The Story
Why it exists.
The beginning
Bharara launched Bleu Plus in 2021, joining a portfolio built around place and cultural identity. Where the Pharaoh Ramsés series channels ancient grandeur and the Viking collection maps contemporary Middle Eastern cities, Bleu Plus takes a different angle entirely, modern, bright, and unapologetically fresh. The brand drew on its Indian roots and decades of fragrance industry experience to build a scent that speaks the universal language of confident masculinity rather than any single cultural reference. It landed in the collection as the everyday signature, sharp enough to announce presence, smooth enough to wear without occasion.
The structure earns attention. Citrus and pineapple arrive loud and confident, the kind of opening that announces itself across a room. But the real mechanism is what happens next, the hand-off from bright top notes to warm heart notes. Coriander adds a quiet green spice that bridges the gap, keeping the transition from feeling abrupt. Jasmine doesn't overpower; it softens. The vanilla doesn't compete with the citrus; it arrives after, rewarding patience. This is a fragrance that understands timing.

Records provided >>
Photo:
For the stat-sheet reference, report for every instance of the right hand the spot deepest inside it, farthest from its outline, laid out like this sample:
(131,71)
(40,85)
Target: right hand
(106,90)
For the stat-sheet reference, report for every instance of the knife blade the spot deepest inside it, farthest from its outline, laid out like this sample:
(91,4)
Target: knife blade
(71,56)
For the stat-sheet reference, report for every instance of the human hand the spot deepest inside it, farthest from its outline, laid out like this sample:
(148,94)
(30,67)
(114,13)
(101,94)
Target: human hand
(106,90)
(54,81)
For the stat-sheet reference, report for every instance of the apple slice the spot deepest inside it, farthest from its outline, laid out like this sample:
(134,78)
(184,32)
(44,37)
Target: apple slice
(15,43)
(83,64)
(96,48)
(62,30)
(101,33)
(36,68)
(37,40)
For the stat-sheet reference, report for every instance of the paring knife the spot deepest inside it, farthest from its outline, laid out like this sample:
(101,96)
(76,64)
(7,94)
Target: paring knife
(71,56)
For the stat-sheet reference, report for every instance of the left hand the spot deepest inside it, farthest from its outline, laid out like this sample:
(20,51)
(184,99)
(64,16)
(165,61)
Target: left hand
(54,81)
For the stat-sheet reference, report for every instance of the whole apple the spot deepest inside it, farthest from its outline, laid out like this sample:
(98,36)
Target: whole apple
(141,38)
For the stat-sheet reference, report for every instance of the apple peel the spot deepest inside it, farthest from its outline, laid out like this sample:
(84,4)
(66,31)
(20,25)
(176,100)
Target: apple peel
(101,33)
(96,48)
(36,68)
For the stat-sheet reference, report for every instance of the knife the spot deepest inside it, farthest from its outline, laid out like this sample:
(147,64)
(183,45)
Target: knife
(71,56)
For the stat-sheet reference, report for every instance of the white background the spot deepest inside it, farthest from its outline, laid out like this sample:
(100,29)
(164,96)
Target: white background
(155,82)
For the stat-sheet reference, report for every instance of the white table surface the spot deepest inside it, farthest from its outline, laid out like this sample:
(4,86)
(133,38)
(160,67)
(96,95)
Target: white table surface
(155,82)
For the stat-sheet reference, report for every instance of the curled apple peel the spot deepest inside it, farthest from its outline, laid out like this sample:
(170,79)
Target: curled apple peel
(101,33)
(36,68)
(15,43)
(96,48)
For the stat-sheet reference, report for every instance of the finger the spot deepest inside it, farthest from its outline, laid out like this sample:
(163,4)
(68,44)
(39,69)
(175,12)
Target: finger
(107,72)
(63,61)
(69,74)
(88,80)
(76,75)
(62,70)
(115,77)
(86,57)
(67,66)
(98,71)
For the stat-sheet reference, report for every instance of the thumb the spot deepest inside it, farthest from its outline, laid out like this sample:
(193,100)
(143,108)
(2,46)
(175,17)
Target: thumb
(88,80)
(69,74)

What you will do >>
Continue the account of the Bleu Plus fragrance from the end of its last paragraph.

Answer to this exercise >>
The evolution
The opening hits hard, bergamot, lemon, and pineapple at full volume for the first fifteen minutes. Rosemary keeps things from getting too sweet, adding a herbal counterweight that reads clean rather than medicinal. By the thirty-minute mark, the citrus begins its slow exit and the heart notes step forward. Jasmine appears quietly, almost shy against the fading brightness. The pineapple lingers longest, giving the mid-section a tropical sweetness that most masculine fragrances avoid. Then, somewhere around the second hour, the vanilla arrives. Not in a rush. It builds gradually, blending with white musk and amber until the entire character shifts, from sharp to soft, from bright to warm. The drydown holds for another 6-8 hours, projecting strongly at first, then settling close to the skin as the white musk and woody notes take over. On fabric the next morning: faint vanilla, still present. The longevity is genuine.
Cultural impact
Wearers consistently compare Bleu Plus to PDM Layton, one of the most discussed masculine fragrances of the past decade. The comparison is fair, the DNA is similar, but Bleu Plus makes its own case with a fruitier opening and a creamier vanilla drydown. At its accessible price point, it functions as a low-risk entry into a fragrance archetype that typically commands premium positioning. The vanilla-forward drydown has earned consistent praise as the fragrance's defining quality.